**Outline records:**
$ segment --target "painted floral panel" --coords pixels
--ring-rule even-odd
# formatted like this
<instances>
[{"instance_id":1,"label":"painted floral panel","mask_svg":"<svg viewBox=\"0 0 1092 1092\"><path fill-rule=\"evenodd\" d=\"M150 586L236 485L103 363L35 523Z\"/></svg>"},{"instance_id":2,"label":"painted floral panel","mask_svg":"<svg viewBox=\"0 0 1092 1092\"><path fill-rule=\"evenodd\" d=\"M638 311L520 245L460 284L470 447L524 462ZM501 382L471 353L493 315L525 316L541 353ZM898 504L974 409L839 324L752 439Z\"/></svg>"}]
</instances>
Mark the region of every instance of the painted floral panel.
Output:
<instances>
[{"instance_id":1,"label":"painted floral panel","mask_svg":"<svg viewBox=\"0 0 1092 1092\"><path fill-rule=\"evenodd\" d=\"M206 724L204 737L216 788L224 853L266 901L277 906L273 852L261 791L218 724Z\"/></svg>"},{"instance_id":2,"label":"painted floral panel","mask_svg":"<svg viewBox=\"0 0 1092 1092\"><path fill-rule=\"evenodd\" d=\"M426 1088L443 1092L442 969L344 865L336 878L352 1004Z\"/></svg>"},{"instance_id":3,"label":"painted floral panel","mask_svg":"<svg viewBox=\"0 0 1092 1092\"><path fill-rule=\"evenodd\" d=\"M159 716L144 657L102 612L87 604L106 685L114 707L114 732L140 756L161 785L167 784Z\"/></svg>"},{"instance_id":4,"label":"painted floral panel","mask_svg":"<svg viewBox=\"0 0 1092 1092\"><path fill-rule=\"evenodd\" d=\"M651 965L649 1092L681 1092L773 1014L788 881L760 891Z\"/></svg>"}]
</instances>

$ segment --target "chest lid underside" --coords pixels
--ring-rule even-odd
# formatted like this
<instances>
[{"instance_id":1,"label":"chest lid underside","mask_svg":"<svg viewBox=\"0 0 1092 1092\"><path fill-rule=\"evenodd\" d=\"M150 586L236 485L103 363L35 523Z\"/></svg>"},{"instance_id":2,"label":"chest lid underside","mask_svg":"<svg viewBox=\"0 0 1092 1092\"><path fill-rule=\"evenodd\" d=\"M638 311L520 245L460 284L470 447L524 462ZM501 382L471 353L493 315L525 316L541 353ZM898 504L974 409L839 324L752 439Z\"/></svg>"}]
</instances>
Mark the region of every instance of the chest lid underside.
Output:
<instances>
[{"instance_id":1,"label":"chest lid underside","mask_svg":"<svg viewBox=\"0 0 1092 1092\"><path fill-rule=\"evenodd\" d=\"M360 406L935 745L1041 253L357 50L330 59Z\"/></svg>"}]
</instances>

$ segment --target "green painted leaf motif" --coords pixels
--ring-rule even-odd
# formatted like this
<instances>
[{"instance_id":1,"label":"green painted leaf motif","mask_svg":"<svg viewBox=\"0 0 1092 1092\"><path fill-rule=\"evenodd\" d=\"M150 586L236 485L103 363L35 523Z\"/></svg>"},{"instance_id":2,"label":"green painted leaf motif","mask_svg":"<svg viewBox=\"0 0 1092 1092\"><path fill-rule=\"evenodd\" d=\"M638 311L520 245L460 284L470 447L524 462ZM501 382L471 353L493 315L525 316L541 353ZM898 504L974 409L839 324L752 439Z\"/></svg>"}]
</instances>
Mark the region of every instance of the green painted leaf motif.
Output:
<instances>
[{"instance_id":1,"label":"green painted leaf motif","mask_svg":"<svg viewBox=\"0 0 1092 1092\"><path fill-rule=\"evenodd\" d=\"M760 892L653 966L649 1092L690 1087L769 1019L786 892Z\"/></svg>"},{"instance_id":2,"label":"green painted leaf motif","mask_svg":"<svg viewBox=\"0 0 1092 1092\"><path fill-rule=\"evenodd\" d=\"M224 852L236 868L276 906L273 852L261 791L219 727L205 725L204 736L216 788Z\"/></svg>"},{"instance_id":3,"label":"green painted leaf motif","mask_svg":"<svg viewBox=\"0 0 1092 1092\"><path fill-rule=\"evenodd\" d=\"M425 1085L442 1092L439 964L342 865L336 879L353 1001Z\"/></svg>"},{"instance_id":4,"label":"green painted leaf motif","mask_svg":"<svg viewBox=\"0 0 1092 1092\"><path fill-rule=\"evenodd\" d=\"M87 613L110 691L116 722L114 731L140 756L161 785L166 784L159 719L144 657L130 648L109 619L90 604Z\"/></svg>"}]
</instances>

**WHAT NEEDS TO BE DONE:** Repeat every record, keeping each word and mark exactly as it is.

**WORKED SOLUTION:**
$ segment --target "painted floral panel" --coords pixels
--ring-rule even-odd
# formatted like this
<instances>
[{"instance_id":1,"label":"painted floral panel","mask_svg":"<svg viewBox=\"0 0 1092 1092\"><path fill-rule=\"evenodd\" d=\"M150 586L236 485L103 363L35 523Z\"/></svg>"},{"instance_id":2,"label":"painted floral panel","mask_svg":"<svg viewBox=\"0 0 1092 1092\"><path fill-rule=\"evenodd\" d=\"M638 311L520 245L460 284L470 447L524 462ZM501 382L471 353L493 315L525 316L541 353ZM898 504L974 409L839 324L752 439Z\"/></svg>"}]
</instances>
Mark the region of every instance of the painted floral panel.
Output:
<instances>
[{"instance_id":1,"label":"painted floral panel","mask_svg":"<svg viewBox=\"0 0 1092 1092\"><path fill-rule=\"evenodd\" d=\"M206 724L204 737L216 788L224 853L266 901L277 906L273 852L261 791L218 724Z\"/></svg>"},{"instance_id":2,"label":"painted floral panel","mask_svg":"<svg viewBox=\"0 0 1092 1092\"><path fill-rule=\"evenodd\" d=\"M426 1088L443 1092L442 969L344 865L336 878L352 1004Z\"/></svg>"},{"instance_id":3,"label":"painted floral panel","mask_svg":"<svg viewBox=\"0 0 1092 1092\"><path fill-rule=\"evenodd\" d=\"M159 716L144 657L102 612L87 604L106 685L114 707L114 732L140 756L161 785L167 784Z\"/></svg>"},{"instance_id":4,"label":"painted floral panel","mask_svg":"<svg viewBox=\"0 0 1092 1092\"><path fill-rule=\"evenodd\" d=\"M651 965L649 1092L681 1092L773 1014L788 881L760 891Z\"/></svg>"}]
</instances>

$ segment --target "chest lid underside" --coords pixels
--ring-rule even-odd
# formatted like this
<instances>
[{"instance_id":1,"label":"chest lid underside","mask_svg":"<svg viewBox=\"0 0 1092 1092\"><path fill-rule=\"evenodd\" d=\"M150 586L236 485L103 363L35 523Z\"/></svg>"},{"instance_id":2,"label":"chest lid underside","mask_svg":"<svg viewBox=\"0 0 1092 1092\"><path fill-rule=\"evenodd\" d=\"M638 311L520 245L460 284L470 447L524 462ZM501 382L471 353L493 315L525 316L541 353ZM898 504L974 409L839 324L752 439Z\"/></svg>"}]
</instances>
Mark the region of every instance of the chest lid underside.
Output:
<instances>
[{"instance_id":1,"label":"chest lid underside","mask_svg":"<svg viewBox=\"0 0 1092 1092\"><path fill-rule=\"evenodd\" d=\"M360 406L935 745L1041 253L357 50L330 59Z\"/></svg>"}]
</instances>

$ segment --target "green painted leaf motif" --coords pixels
--ring-rule even-odd
# formatted like this
<instances>
[{"instance_id":1,"label":"green painted leaf motif","mask_svg":"<svg viewBox=\"0 0 1092 1092\"><path fill-rule=\"evenodd\" d=\"M150 586L236 485L103 363L35 523Z\"/></svg>"},{"instance_id":2,"label":"green painted leaf motif","mask_svg":"<svg viewBox=\"0 0 1092 1092\"><path fill-rule=\"evenodd\" d=\"M638 311L520 245L460 284L470 447L524 462ZM501 382L471 353L493 315L525 316L541 353ZM898 504L974 409L839 324L752 439Z\"/></svg>"}]
</instances>
Mark the region of every instance of the green painted leaf motif.
Output:
<instances>
[{"instance_id":1,"label":"green painted leaf motif","mask_svg":"<svg viewBox=\"0 0 1092 1092\"><path fill-rule=\"evenodd\" d=\"M760 892L653 966L649 1092L690 1087L769 1019L786 892Z\"/></svg>"},{"instance_id":2,"label":"green painted leaf motif","mask_svg":"<svg viewBox=\"0 0 1092 1092\"><path fill-rule=\"evenodd\" d=\"M224 852L236 868L276 906L273 852L261 791L219 727L205 725L204 736L216 788Z\"/></svg>"},{"instance_id":3,"label":"green painted leaf motif","mask_svg":"<svg viewBox=\"0 0 1092 1092\"><path fill-rule=\"evenodd\" d=\"M425 1085L442 1092L439 964L342 865L336 879L353 1001Z\"/></svg>"},{"instance_id":4,"label":"green painted leaf motif","mask_svg":"<svg viewBox=\"0 0 1092 1092\"><path fill-rule=\"evenodd\" d=\"M87 613L110 691L116 722L114 731L140 756L161 785L166 784L159 719L144 657L130 648L109 619L90 604Z\"/></svg>"}]
</instances>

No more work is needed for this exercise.